GIVEN RECORDS –
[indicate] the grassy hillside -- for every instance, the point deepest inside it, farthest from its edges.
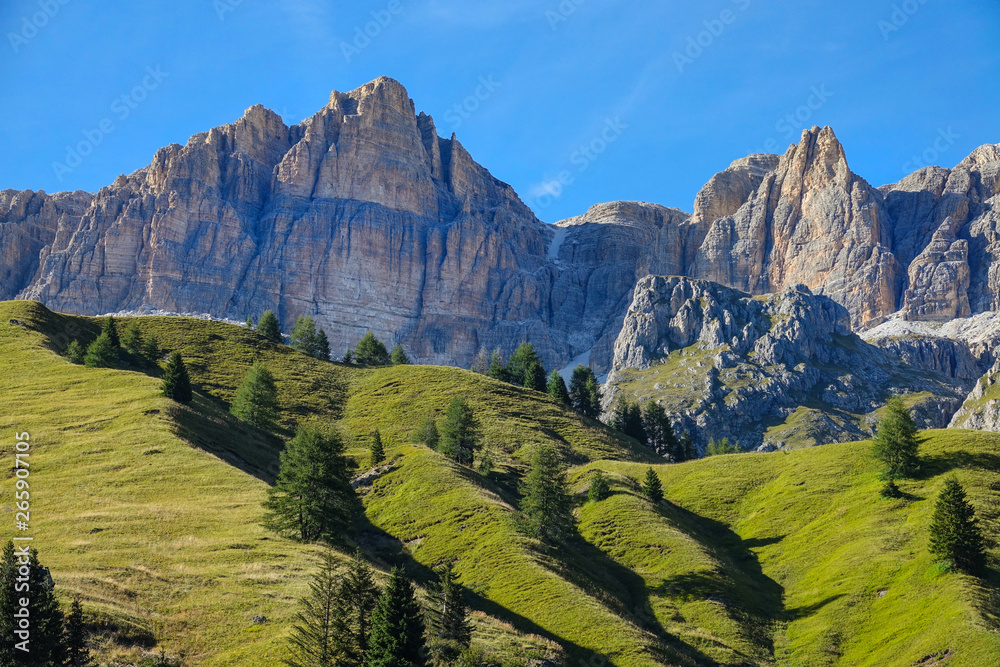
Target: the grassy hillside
(150, 512)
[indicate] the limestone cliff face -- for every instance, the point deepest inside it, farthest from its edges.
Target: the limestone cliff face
(811, 222)
(363, 217)
(778, 371)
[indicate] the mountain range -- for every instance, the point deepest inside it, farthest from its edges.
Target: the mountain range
(362, 217)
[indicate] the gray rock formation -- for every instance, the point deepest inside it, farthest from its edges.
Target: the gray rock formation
(364, 218)
(782, 370)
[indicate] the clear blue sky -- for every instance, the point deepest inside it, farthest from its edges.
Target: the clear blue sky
(892, 77)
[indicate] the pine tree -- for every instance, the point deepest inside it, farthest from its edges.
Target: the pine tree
(545, 500)
(955, 536)
(427, 433)
(397, 637)
(599, 489)
(256, 400)
(534, 377)
(626, 418)
(312, 498)
(660, 433)
(269, 327)
(357, 596)
(322, 346)
(398, 356)
(176, 382)
(151, 350)
(74, 352)
(523, 359)
(556, 388)
(721, 447)
(688, 447)
(370, 351)
(447, 616)
(77, 653)
(102, 353)
(132, 339)
(652, 488)
(110, 329)
(459, 432)
(583, 391)
(313, 638)
(304, 336)
(498, 367)
(895, 444)
(377, 449)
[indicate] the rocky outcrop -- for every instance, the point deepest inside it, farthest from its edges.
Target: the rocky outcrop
(363, 217)
(981, 409)
(811, 222)
(939, 278)
(776, 371)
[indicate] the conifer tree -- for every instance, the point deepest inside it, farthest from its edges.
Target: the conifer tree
(176, 382)
(269, 327)
(304, 337)
(459, 432)
(652, 488)
(583, 391)
(556, 388)
(895, 444)
(660, 433)
(377, 449)
(447, 616)
(722, 446)
(111, 330)
(312, 498)
(256, 400)
(313, 641)
(534, 377)
(955, 536)
(498, 367)
(688, 447)
(481, 362)
(357, 596)
(599, 489)
(322, 346)
(132, 339)
(398, 356)
(74, 352)
(370, 351)
(151, 350)
(77, 653)
(102, 353)
(397, 636)
(427, 433)
(545, 500)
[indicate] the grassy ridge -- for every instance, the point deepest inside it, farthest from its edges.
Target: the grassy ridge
(754, 560)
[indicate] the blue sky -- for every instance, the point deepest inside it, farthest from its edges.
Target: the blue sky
(573, 102)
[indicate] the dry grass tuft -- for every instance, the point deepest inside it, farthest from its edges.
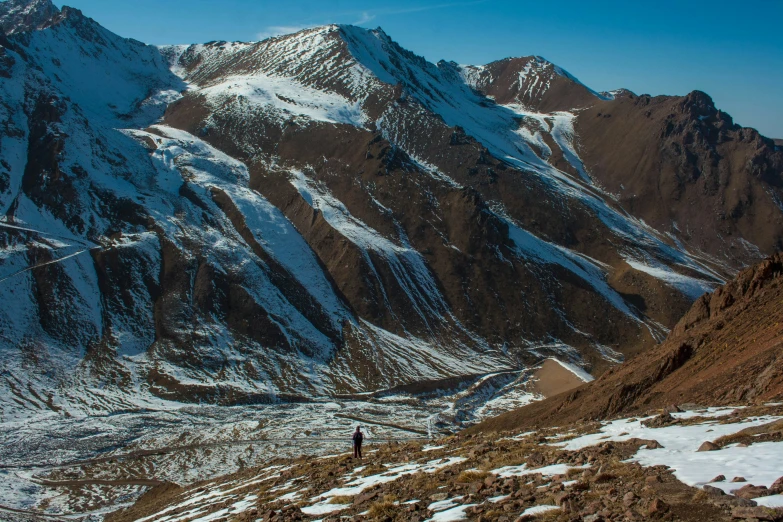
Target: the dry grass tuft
(341, 500)
(472, 475)
(383, 509)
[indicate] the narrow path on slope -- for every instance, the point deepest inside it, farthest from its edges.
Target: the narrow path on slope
(175, 449)
(384, 424)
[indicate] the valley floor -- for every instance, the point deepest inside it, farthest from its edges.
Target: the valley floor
(81, 467)
(627, 469)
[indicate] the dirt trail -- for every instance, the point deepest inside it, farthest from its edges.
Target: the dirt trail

REQUIRED TASK – Retype all of the data above line for line, omitting the pictures.

RESPONSE TO THE EXERCISE –
[indicate] the grassy hillside -- for every instance, the point deepest inside it, farthest from its edges.
Target: the grassy hillside
(150, 512)
[indicate] the limestone cliff face -- for every instance, the point deepest inside it, farthest from its edges.
Target: the limestone cliff face
(811, 222)
(363, 217)
(778, 371)
[indicate] the mountain range -- for every instance, the point deepest inside it, farthest from its edges.
Target: the mountain range
(362, 217)
[indicate] the gray rock formation -- for every instance, the point deepest inside it, farthest from its edges.
Target: the gray rock formation
(364, 218)
(782, 370)
[indicate] the clear blue sky -- for every instance, the point deepest inside it, farthest from its edges.
Target: the clear blue sky
(892, 77)
[indicate] the pine tree -- for every instance, the point deepest inside it, farthest from its edges.
Target: the pine tree
(545, 500)
(955, 536)
(427, 433)
(397, 637)
(599, 489)
(256, 400)
(534, 377)
(626, 418)
(312, 498)
(660, 433)
(269, 327)
(357, 596)
(322, 346)
(398, 356)
(176, 382)
(151, 350)
(74, 352)
(523, 359)
(556, 388)
(721, 447)
(688, 447)
(370, 351)
(447, 616)
(77, 653)
(102, 353)
(132, 339)
(652, 488)
(110, 329)
(459, 432)
(583, 391)
(313, 638)
(304, 336)
(498, 367)
(895, 444)
(377, 449)
[indicate] the rocky outcrop -- for every instance, the point deepest inside it, farthest from its edges.
Target: the rocky outcrop
(363, 217)
(981, 409)
(811, 222)
(939, 278)
(776, 371)
[indicate] the conifer tree -- for every instance, the point deepest inside it, farthest from its edges.
Target: the conifer tree
(176, 382)
(269, 327)
(304, 337)
(459, 432)
(652, 488)
(583, 391)
(556, 388)
(895, 444)
(660, 433)
(377, 449)
(447, 616)
(722, 446)
(111, 330)
(312, 498)
(256, 400)
(313, 641)
(534, 377)
(955, 536)
(498, 367)
(688, 447)
(481, 362)
(357, 596)
(599, 489)
(322, 346)
(132, 339)
(398, 356)
(74, 352)
(370, 351)
(151, 350)
(77, 653)
(102, 353)
(397, 636)
(427, 433)
(545, 500)
[indicate] the grassy ridge -- for every instance, the point deepest inside it, farthest from its edges.
Target: the grassy ridge
(754, 560)
[indicate] the blue sky -- for every instance, the point deepest inside it, farthest from its edges.
Target: the blue sky
(573, 102)
[indicate] the dry grass tuft -- for every instance, the point deepest inside it, farthest from its edges.
Target: the dry grass tuft
(341, 500)
(472, 475)
(383, 509)
[indicate] the narrow path on slope -- for every instance, the point deepest inside it, farthest from its edges.
Target: the narrow path on slope
(175, 449)
(384, 424)
[indicate] the valley floor -- for every instance, the point deepest inside it, farthest from its edges.
Target: the valley floor
(81, 467)
(627, 469)
[indicate] the dirt trail -- for every instance, the point deepest inside it, farthest from its edges.
Target: the dirt trail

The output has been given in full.